■ **DESAFIO 1**:
Reescreva os registros a partir do início deles, terminando na linha que contém "(1004, 752)", e troque "photo" por "image", sem alterar mais nada.

■ **TRECHO DO DOCUMENTO**:
——

O pior incendiário não foi o pirômano

(tópico 7 da série “A causa de Milosevich também é nossa”)
 

Tão tenaz é a intoxicação mental imposta pela ditadura mediática do capital a tudo que concerne à União Soviética, que mesmo intelectuais honestos, com razoável cultura política e alguma simpatia pelo marxismo não encontram mais forte argumento para condenar a política externa do Estado soviético do que o pacto nazi-soviético de 1939, ocultando que constituiu a réplica, estrategicamente lógica, ao pacto liberal-nazista de 1938, concluído em Munique, entre Daladier, Chamberlain (chefes de governo respectivamente da França e da Inglaterra), Mussolini e Hitler, ao qual foi entregue a Tchecoslováquia, mais precisamente a Boêmia-Morávia e a Eslováquia (onde se instalou uma autoridade  vassala de Hitler). O governo soviético, a despeito do tratado de defesa mútua que havia assinado com o governo tcheco, foi mantido fora das negociações anglo-franco-ítalo-alemãs.


 


 


 


Ressalvada a boa fé de alguns que não estudaram nada e apenas repetem o que lhes disse o último guru anti-comunista a que deram eram ouvidos, qualquer estudo sério sobre a diplomacia das grandes potências européias entre 1936 e 1939 põe a nu a perfídia da diplomacia francesa e britânica, que se recusavam, recorrendo aos mais torpes artifícios, a concluir uma aliança militar defensiva com a URSS. É que, na verdade, estavam empenhadas em dirigir contra ela os ânimos guerreiros do expansionismo nazista.

——

[Registros de anotação de posição]
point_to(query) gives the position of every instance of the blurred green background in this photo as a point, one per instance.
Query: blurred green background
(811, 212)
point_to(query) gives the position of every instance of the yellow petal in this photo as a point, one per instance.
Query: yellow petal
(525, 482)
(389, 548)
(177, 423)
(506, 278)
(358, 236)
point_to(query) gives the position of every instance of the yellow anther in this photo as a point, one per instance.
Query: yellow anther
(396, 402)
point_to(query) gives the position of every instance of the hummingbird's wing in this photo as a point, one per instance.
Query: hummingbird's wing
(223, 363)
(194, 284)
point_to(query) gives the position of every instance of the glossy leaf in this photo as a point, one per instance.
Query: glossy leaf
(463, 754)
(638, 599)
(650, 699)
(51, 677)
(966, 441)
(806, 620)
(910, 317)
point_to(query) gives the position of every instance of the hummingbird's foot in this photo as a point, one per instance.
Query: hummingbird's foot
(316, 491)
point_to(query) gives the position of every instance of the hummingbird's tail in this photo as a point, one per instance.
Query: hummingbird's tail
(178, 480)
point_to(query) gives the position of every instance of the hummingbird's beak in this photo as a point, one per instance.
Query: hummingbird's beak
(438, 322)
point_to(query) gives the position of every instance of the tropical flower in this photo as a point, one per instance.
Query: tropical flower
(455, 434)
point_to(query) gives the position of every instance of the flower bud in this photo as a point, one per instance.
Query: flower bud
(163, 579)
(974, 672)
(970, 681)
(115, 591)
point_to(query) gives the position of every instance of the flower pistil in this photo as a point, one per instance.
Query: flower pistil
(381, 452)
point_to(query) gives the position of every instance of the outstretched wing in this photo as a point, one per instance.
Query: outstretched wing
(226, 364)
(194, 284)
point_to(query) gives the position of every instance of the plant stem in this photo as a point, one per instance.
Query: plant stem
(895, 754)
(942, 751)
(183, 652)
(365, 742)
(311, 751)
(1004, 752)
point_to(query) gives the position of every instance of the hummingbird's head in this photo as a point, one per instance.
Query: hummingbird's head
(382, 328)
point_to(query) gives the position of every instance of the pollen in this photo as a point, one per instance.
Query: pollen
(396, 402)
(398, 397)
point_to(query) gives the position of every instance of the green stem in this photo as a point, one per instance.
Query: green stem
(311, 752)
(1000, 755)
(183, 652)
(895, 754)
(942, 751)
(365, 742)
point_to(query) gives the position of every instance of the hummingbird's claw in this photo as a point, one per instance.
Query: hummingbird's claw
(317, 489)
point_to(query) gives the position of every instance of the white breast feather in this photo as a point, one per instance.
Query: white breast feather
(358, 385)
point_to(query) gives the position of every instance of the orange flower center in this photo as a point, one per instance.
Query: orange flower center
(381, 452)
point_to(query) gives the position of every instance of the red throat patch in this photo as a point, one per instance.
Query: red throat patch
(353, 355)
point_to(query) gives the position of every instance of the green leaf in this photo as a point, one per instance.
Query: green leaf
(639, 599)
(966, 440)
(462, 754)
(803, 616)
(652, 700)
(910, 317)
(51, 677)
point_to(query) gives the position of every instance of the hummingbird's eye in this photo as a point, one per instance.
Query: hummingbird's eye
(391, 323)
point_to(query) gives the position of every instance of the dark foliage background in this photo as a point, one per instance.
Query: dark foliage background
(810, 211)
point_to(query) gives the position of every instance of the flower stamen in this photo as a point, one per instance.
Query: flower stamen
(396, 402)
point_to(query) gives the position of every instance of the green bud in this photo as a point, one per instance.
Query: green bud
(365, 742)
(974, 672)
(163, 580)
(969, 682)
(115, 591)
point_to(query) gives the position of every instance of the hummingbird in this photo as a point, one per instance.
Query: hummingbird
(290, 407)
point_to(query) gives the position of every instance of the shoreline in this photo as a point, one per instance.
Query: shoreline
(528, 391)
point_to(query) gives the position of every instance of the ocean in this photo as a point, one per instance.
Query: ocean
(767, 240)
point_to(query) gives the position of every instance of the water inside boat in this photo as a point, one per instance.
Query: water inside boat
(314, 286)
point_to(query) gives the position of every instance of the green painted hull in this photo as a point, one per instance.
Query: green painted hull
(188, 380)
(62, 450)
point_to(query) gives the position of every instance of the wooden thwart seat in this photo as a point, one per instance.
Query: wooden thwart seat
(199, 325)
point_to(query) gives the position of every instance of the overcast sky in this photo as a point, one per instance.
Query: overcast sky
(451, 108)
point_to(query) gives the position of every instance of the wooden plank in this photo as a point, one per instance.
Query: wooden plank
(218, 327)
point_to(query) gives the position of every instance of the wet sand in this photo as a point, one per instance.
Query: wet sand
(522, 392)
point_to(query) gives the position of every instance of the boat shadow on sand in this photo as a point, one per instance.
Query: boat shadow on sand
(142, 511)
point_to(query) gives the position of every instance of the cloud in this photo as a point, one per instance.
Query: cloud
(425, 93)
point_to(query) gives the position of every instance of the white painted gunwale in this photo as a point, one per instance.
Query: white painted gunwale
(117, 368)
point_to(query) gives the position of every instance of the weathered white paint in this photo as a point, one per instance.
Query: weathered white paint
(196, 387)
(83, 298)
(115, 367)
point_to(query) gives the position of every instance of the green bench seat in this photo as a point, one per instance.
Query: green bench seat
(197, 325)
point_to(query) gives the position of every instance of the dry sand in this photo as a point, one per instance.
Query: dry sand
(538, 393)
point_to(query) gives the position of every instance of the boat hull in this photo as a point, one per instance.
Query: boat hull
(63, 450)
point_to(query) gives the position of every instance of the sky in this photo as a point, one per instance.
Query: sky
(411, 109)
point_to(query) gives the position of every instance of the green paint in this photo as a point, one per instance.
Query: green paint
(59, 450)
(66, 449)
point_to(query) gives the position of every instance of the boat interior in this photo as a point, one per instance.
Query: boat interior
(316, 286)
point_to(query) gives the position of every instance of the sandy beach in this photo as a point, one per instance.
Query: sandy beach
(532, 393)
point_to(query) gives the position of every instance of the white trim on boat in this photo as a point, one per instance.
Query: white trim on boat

——

■ **DESAFIO 2**:
Copie do texto sobre o pacto nazi-soviético, sem nenhuma alteração, a passagem que começa em "Ressalvada a boa" e termina em "do expansionismo nazista.".

■ **RESULTADO 1**:
point_to(query) gives the position of every instance of the blurred green background in this image as a point, one per instance.
Query: blurred green background
(811, 212)
point_to(query) gives the position of every instance of the yellow petal in this image as a point, one per instance.
Query: yellow petal
(525, 482)
(389, 548)
(177, 423)
(506, 278)
(358, 236)
point_to(query) gives the position of every instance of the yellow anther in this image as a point, one per instance.
Query: yellow anther
(396, 402)
point_to(query) gives the position of every instance of the hummingbird's wing in this image as a point, one per instance.
Query: hummingbird's wing
(223, 363)
(194, 284)
point_to(query) gives the position of every instance of the glossy leaf in this image as a point, one per instance.
Query: glossy leaf
(463, 754)
(638, 599)
(650, 699)
(51, 677)
(966, 441)
(806, 620)
(910, 317)
point_to(query) gives the position of every instance of the hummingbird's foot in this image as a point, one per instance.
Query: hummingbird's foot
(316, 491)
point_to(query) gives the position of every instance of the hummingbird's tail in this image as a point, one per instance.
Query: hummingbird's tail
(178, 480)
point_to(query) gives the position of every instance of the hummingbird's beak in this image as a point, one per instance.
Query: hummingbird's beak
(438, 322)
point_to(query) gives the position of every instance of the tropical flower in this image as a point, one per instance.
Query: tropical flower
(455, 434)
point_to(query) gives the position of every instance of the flower bud in this image as a point, one per instance.
Query: flower bud
(163, 579)
(974, 672)
(970, 681)
(115, 591)
point_to(query) gives the position of every instance of the flower pistil in this image as a point, one per instance.
Query: flower pistil
(381, 452)
point_to(query) gives the position of every instance of the outstretched wing in this image as a point, one per instance.
Query: outstretched wing
(226, 364)
(194, 284)
point_to(query) gives the position of every instance of the plant stem in this image as a point, one per instance.
Query: plant stem
(895, 754)
(942, 751)
(183, 652)
(365, 742)
(311, 751)
(1004, 752)

■ **RESULTADO 2**:
Ressalvada a boa fé de alguns que não estudaram nada e apenas repetem o que lhes disse o último guru anti-comunista a que deram eram ouvidos, qualquer estudo sério sobre a diplomacia das grandes potências européias entre 1936 e 1939 põe a nu a perfídia da diplomacia francesa e britânica, que se recusavam, recorrendo aos mais torpes artifícios, a concluir uma aliança militar defensiva com a URSS. É que, na verdade, estavam empenhadas em dirigir contra ela os ânimos guerreiros do expansionismo nazista.